Tareas propuestas:
[a] Según el texto sobre la libertad, ¿por qué ninguna libertad es absoluta?
[b] Enumere todas las libertades que se mencionan por su nombre en el texto sobre la libertad.
[c] Prolongue el texto sobre la libertad a partir de su última oración.

Fragmento seleccionado:
━━━━━━

La libertad es una condición indispensable para que la vida en sociedad no resulte opresiva y los ciudadanos puedan modelar su vida. Pero ninguna libertad es absoluta por una simple y contundente razón: porque vivimos con otros y el ejercicio de nuestra libertad no debe (porque sí puede) perjudicarlos.
Las libertades —de asociación, expresión, tránsito, manifestación, etc.— se abrieron paso en un dilatado y complejo proceso que hizo al individuo portador de una serie de derechos frente al Estado, las iglesias y las comunidades. Ya no un súbdito absoluto, un creyente totalmente subordinando, una rondana del mecanismo de reproducción social.
El ejercicio de esas libertades hace más compleja la existencia, porque las aspiraciones y objetivos de las personas no siempre coinciden y a veces entran en clara contradicción, pero sin duda enriquece la vida y posibilita el desarrollo de muy diversos proyectos de biografía. Y sabemos que la supresión de cualquiera de las libertades hace la vida más oscura, pesada y ominosa. No digamos cuando se les extermina a todas como ha sucedido en los Estados totalitarios o teocráticos.

━━━━━━

Información mostrada:
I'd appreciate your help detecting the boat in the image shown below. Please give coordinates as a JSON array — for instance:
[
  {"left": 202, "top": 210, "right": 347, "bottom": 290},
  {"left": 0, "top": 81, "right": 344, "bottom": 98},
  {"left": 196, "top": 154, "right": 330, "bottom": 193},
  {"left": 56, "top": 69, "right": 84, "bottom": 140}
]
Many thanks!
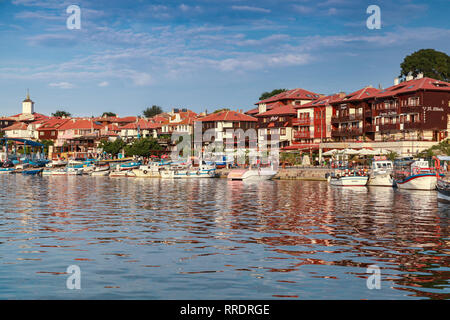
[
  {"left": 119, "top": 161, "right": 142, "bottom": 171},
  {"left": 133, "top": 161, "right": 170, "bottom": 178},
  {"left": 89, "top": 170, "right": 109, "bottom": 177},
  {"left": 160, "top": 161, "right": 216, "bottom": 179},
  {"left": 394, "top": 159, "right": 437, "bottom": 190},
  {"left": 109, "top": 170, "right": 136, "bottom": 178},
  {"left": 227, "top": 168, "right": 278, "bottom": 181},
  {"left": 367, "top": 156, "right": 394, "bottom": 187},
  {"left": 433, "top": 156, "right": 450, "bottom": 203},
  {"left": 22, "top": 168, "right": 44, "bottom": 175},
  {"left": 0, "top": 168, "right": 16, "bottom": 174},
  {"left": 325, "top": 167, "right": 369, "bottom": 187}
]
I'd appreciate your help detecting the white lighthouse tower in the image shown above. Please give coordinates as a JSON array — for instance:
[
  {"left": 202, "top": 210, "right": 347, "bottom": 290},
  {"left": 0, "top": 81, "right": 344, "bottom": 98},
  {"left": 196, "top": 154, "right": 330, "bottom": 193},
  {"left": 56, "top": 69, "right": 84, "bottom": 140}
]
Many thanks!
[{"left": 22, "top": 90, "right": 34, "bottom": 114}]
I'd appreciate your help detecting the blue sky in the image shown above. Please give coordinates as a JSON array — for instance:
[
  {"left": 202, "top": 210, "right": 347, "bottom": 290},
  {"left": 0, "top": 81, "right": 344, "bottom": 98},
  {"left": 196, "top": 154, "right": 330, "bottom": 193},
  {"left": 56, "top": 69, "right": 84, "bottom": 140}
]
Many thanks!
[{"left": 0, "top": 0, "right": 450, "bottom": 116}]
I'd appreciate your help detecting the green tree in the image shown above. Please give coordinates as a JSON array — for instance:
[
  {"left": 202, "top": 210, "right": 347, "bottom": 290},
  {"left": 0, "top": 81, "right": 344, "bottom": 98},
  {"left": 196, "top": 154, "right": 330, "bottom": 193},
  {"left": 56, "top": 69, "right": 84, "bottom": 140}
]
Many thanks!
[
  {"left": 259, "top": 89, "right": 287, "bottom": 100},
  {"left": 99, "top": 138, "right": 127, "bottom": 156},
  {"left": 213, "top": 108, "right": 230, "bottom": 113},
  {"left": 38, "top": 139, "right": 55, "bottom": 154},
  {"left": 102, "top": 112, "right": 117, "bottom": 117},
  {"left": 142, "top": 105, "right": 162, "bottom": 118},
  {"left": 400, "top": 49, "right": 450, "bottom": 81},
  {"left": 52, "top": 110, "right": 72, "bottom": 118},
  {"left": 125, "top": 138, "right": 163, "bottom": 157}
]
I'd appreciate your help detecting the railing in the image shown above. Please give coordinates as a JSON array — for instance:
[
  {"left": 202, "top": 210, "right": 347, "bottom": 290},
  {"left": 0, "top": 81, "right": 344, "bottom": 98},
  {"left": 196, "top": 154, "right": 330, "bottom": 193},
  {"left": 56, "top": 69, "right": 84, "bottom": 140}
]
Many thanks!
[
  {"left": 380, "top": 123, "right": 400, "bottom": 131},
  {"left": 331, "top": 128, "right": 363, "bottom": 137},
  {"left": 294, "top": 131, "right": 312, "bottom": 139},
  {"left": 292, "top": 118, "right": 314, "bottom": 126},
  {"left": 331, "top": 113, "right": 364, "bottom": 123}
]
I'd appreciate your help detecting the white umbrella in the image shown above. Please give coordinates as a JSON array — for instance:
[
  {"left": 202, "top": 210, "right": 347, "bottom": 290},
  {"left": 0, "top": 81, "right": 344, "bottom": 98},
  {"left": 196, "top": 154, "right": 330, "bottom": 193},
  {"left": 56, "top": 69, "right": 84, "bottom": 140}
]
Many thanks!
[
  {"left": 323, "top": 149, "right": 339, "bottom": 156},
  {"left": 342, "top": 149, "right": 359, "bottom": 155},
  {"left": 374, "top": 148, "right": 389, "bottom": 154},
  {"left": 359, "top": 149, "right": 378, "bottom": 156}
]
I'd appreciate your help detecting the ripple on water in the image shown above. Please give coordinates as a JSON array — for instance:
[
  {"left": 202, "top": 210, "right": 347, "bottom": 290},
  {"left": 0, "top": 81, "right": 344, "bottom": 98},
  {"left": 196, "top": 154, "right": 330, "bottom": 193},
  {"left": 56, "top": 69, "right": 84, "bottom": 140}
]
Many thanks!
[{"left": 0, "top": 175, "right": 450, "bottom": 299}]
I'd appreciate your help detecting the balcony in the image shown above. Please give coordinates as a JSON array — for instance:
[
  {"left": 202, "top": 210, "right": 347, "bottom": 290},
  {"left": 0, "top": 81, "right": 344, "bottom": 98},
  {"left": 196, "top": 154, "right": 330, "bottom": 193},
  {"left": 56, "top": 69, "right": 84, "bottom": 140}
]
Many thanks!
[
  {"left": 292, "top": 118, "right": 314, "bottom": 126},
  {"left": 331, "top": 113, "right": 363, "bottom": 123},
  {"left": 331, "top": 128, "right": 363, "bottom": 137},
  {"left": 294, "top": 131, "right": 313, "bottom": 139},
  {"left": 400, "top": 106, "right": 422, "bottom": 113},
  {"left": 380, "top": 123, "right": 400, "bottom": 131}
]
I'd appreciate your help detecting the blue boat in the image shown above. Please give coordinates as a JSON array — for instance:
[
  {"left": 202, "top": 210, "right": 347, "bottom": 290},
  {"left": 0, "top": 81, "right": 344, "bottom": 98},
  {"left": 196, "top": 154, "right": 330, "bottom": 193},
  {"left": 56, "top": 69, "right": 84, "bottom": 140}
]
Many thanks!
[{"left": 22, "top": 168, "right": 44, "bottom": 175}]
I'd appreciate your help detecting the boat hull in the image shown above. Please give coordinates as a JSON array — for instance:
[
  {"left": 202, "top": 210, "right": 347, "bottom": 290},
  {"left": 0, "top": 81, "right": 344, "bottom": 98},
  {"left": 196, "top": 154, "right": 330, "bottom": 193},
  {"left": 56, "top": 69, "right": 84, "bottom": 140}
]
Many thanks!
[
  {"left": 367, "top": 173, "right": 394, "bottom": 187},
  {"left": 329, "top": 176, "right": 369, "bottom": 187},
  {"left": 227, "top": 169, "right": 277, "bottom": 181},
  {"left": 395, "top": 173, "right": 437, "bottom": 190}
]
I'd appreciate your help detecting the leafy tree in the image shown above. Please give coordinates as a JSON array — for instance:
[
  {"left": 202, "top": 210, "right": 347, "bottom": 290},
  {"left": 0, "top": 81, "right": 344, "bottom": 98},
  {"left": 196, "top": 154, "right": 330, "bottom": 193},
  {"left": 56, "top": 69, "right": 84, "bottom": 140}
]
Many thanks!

━━━━━━

Respuestas por tarea:
[a] Porque vivimos con otros y el ejercicio de nuestra libertad no debe perjudicarlos.

[b] Asociación, expresión, tránsito y manifestación.

[c]
(Sabemos y nunca sobra recordarlo que para la explotación de algunas de esas libertades se requieren ciertas condiciones socio-económicas-materiales sin las cuales es muy difícil y en ocasiones imposible ejercerlas. Pero ha sido una desgracia y un atentado contra las posibilidades de mejorar la vida, conculcarlas con la coartada de que no todos pueden ejercerlas, en lugar de intentar extenderlas).
Me gustaría pensar que a estas alturas ponderar las virtudes de las libertades es ocioso porque sabemos que sin ellas la sociedad se convierte en una prisión. Pero vuelvo al inicio: ninguna libertad es absoluta. En aras de la libertad de expresión no debemos calumniar, en el ejercicio de la libertad de tránsito no debemos invadir la casa del vecino, si algún partido quisiera obtener su registro y sus documentos básicos contuvieran expresiones racistas no recibiría su reconocimiento, etc. He escrito “debemos” porque se trata de un deber ser, de un dictado normativo, porque por supuesto que sí podemos calumniar, invadir propiedades de otros, gritar consignas racistas. Pero la sociedad ha colocado límites a nuestras libertades (a nuestra voluntad) para hacerlas compatibles con la vida en común.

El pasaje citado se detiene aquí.